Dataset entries
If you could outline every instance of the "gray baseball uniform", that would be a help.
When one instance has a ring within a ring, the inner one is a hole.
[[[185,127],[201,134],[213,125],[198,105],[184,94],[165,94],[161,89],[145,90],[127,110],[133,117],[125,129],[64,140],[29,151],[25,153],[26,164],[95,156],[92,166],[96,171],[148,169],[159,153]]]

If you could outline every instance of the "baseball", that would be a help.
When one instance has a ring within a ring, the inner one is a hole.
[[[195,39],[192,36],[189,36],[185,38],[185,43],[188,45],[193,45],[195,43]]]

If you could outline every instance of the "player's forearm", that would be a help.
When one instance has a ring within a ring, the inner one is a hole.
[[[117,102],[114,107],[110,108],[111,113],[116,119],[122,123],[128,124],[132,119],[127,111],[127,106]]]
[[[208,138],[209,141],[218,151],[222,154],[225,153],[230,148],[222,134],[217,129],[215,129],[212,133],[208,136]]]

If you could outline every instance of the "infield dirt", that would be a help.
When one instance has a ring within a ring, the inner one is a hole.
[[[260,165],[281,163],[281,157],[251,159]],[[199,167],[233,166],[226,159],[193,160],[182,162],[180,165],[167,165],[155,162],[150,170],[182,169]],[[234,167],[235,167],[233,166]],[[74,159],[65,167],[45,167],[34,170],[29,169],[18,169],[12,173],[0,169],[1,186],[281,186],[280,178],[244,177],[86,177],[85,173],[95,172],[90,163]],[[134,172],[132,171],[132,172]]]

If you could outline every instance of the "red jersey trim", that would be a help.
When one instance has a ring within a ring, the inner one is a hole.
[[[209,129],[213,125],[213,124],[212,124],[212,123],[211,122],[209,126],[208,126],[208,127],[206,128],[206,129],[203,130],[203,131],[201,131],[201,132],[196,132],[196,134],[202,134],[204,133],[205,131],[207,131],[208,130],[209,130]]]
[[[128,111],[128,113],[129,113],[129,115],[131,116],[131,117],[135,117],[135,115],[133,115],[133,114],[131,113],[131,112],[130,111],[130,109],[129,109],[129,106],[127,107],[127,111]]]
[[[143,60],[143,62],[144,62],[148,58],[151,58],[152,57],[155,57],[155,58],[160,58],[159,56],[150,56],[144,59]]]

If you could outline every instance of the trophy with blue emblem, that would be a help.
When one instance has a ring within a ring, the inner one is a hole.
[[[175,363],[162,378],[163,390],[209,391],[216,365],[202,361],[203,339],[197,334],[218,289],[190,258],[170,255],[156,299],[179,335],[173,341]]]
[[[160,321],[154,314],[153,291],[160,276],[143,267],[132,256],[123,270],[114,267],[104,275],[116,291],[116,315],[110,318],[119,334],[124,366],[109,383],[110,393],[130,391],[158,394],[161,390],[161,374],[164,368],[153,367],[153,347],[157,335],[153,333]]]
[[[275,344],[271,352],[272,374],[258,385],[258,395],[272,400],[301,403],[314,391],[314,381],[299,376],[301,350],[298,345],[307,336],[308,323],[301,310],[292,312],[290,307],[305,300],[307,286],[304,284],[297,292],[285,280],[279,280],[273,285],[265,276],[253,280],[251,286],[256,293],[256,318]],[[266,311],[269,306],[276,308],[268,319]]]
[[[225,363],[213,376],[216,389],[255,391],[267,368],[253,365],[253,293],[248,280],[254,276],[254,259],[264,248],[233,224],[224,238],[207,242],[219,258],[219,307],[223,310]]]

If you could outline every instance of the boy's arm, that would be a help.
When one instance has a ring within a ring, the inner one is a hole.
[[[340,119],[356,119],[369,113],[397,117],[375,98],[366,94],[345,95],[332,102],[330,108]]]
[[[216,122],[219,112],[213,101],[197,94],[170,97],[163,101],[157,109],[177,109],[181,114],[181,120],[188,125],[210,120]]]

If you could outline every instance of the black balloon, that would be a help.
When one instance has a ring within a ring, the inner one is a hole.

WHAT TO WORK ON
Copy out every entry above word for word, keeping its original order and line breaks.

SOLUTION TO THE EXERCISE
If you could outline every instance of the "gray baseball uniform", that would be a help.
When one instance has a ring within a ring, the inner one is a hole.
[[[185,127],[201,134],[213,125],[198,105],[184,94],[165,94],[161,89],[145,90],[127,110],[133,117],[125,129],[64,140],[29,151],[25,153],[26,164],[95,156],[92,166],[96,171],[148,169],[159,153]]]

If you could outline every instance of the "baseball", that would be a help.
When one instance has a ring within a ring, the inner one is a hole.
[[[195,39],[192,36],[189,36],[185,38],[185,43],[188,45],[193,45],[195,43]]]

If you could outline every instance of the "player's forearm", that would be a help.
When one instance has a ring within a ring, the inner one is a hole.
[[[117,102],[114,107],[110,108],[111,113],[116,119],[122,123],[128,124],[132,119],[127,111],[127,106]]]
[[[208,138],[209,141],[218,151],[222,154],[225,153],[230,148],[222,134],[217,129],[215,129],[212,133],[208,136]]]

If you could outline every instance of the "infield dirt", that would be a help.
When one instance has a ring within a ring, the inner one is a hole.
[[[260,165],[281,163],[281,157],[251,159]],[[199,167],[233,166],[226,159],[193,160],[182,162],[180,165],[167,165],[155,162],[150,170],[182,169]],[[234,167],[235,167],[233,166]],[[74,159],[65,167],[45,167],[34,170],[29,169],[18,169],[12,173],[0,169],[1,186],[281,186],[280,178],[244,177],[86,177],[85,173],[95,172],[90,163]],[[134,172],[132,171],[132,172]]]

If you could outline every instance of the "red jersey trim", that would be a help.
When one instance has a ring within a ring, the inner one is a hole.
[[[209,129],[213,125],[213,124],[212,124],[212,123],[211,122],[209,126],[208,126],[208,127],[206,128],[206,129],[203,130],[203,131],[201,131],[201,132],[196,132],[196,134],[202,134],[204,133],[205,131],[207,131],[208,130],[209,130]]]
[[[128,111],[128,113],[129,113],[129,115],[131,116],[131,117],[135,117],[135,115],[133,115],[133,114],[131,113],[131,112],[130,111],[130,109],[129,109],[129,106],[127,107],[127,111]]]
[[[143,60],[143,62],[144,62],[148,58],[151,58],[152,57],[155,57],[155,58],[160,58],[159,56],[150,56],[144,59]]]

If you could outline every instance of the trophy with blue emblem, that would be a help.
When one instance has a ring within a ring, the inner one is a hole.
[[[175,363],[162,378],[163,390],[209,391],[216,365],[202,361],[203,339],[197,334],[218,289],[190,258],[170,255],[156,299],[179,335],[173,341]]]
[[[160,321],[154,314],[153,291],[160,276],[143,267],[132,256],[123,270],[114,267],[104,275],[116,291],[116,315],[110,318],[119,334],[124,366],[109,383],[110,393],[130,391],[158,394],[161,390],[161,374],[164,368],[153,367],[153,347],[157,335],[153,333]]]
[[[275,344],[271,352],[272,374],[258,385],[258,395],[272,400],[301,403],[314,391],[314,381],[299,376],[301,350],[298,345],[307,336],[308,323],[301,310],[292,312],[290,307],[305,300],[307,286],[304,284],[297,292],[285,280],[279,280],[273,285],[265,276],[253,280],[251,286],[256,293],[256,318]],[[266,311],[269,306],[276,308],[268,319]]]
[[[225,363],[213,376],[216,389],[255,391],[267,368],[253,365],[253,293],[248,280],[254,276],[254,259],[264,248],[233,224],[224,238],[207,242],[219,258],[219,307],[223,310]]]

If you could outline every instance of the boy's arm, that would be a help.
When one instance has a ring within a ring, the inner one is a hole.
[[[340,119],[356,119],[369,113],[397,117],[375,98],[366,94],[345,95],[332,102],[330,108]]]
[[[216,122],[219,112],[213,101],[197,94],[170,97],[163,101],[157,109],[177,109],[181,114],[181,120],[188,125],[210,120]]]

If you could outline every instance of the black balloon, that would be a help.
When one instance has a ring within a ring, the inner one is a hole.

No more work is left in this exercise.